§ **Texte retenu**:
/---
Depuis la victoire d’Emmanuel Macron puis celle de La
République en marche aux législatives ainsi que la fragilisation de la Droite,
beaucoup de centristes se sont à nouveau mis à espérer en s’emparant une
nouvelle fois de l’arlésienne du «Grand parti du Centre» celui qui réunirait
tous les centristes et qui serait à même de concurrencer, voire de supplanter,
les formations de droite et de gauche avec, à la clé, un souvenir pour le moins
enjolivé de feue l’UDF lors de ses plus belles années.
Le constat fait par les leaders de l’UDI et du MoDem est
double.
D’une part, la victoire de Macron et celle de LREM est bien
celle du Centre.
Mais, en réalité, ni Macron ou LREM ne sont du Centre.
Sans oublier que Macron et LREM vont droit dans le mur à
plus ou moins brève échéance.
Conclusion, il y a une place à prendre pour les «vrais»
centristes avec un «vrai» parti centriste.
C’est ce que répètent inlassablement depuis juin dernier
François Bayrou et Jean-Christophe Lagarde, présidents respectifs du MoDem et
de l’UDI.
Mais c’est aussi ce que dit, par exemple, Hervé Morin ou
d’autres comme, dernièrement, le maire UDI de Bourges, Pascal Blanc dans une
tribune libre dans… l’Obs!
Avant de voir si la constitution d’une telle formation est
réalisable, voyons de quoi elle serait faite.
Pour François Bayrou, son noyau dur serait le MoDem et sa
désormais quarantaine de députés, avec l’absorption de l’UDI, d’une partie de
LREM et le ralliement de membres modérés de LR et du PS.
Pour Jean-Christophe Lagarde, son noyau dur serait constitué
d’abord de l’UDI puis de droitistes modérés (en particulier ceux de Les
constructifs) avec le ralliement d’une grande partie des troupes du MoDem et le
retour au bercail des centristes qui sont allés voir du côté de Macron et de
LREM sans oublier, à la marge, de modérés de gauche et de droite.
A part une différence dans le noyau dur – et on en comprend
aisément la raison! –, les deux visions sont à peu près identiques même si
Bayrou parle de parti du Centre alors que Lagarde parle de parti de
centre-droit, ce qui fait qu’il ne débauchera pas autant que cela à LREM et au
MoDem.
Et bien sûr, le fait que le parti prôné par François Bayrou
serait le fer de lance de la majorité présidentielle alors que celui défendu
par Jean-Christophe Lagarde serait la principale formation d’opposition même si
cette dernière serait constructive…
En revanche, pour un Hervé Morin et d’autres, le grand parti
serait plutôt une alliance uniquement entre le centre-droit et la droite
modérée afin de recréer une sorte d’UMP (projet initial de Lagarde mais qu’il a
étendu depuis), en tout cas du projet qui avait été à la base de la création de
cette dernière.
\---
§ **Entrées de données**:
/---
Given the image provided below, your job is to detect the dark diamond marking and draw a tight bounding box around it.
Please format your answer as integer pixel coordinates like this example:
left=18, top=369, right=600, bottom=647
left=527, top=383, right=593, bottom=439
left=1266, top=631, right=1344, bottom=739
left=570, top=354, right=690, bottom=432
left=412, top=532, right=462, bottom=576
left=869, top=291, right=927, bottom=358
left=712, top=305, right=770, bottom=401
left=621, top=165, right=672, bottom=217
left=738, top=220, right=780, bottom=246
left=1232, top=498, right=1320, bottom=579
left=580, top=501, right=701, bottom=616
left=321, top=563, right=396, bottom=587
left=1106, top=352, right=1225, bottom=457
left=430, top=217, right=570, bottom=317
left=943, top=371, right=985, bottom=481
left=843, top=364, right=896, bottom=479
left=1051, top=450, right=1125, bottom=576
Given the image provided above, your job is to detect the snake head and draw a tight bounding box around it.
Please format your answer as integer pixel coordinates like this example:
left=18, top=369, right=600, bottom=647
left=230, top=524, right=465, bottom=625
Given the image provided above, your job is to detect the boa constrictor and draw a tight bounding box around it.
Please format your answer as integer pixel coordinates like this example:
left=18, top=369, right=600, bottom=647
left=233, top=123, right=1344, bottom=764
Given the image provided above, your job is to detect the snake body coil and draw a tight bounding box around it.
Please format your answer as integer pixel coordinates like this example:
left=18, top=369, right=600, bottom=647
\---
§ **Tâches**:
**A.** D'après le texte sur le grand parti du Centre, dans quel journal Pascal Blanc a-t-il publié une tribune libre ?
**B.** Reproduisez le passage du texte sur le grand parti du Centre qui commence par « Mais c’est aussi » et va jusqu'à « et de droite. ».

§ **Résultats**:
**A.** Dans l'Obs.

**B.**
Mais c’est aussi ce que dit, par exemple, Hervé Morin ou
d’autres comme, dernièrement, le maire UDI de Bourges, Pascal Blanc dans une
tribune libre dans… l’Obs!
Avant de voir si la constitution d’une telle formation est
réalisable, voyons de quoi elle serait faite.
Pour François Bayrou, son noyau dur serait le MoDem et sa
désormais quarantaine de députés, avec l’absorption de l’UDI, d’une partie de
LREM et le ralliement de membres modérés de LR et du PS.
Pour Jean-Christophe Lagarde, son noyau dur serait constitué
d’abord de l’UDI puis de droitistes modérés (en particulier ceux de Les
constructifs) avec le ralliement d’une grande partie des troupes du MoDem et le
retour au bercail des centristes qui sont allés voir du côté de Macron et de
LREM sans oublier, à la marge, de modérés de gauche et de droite.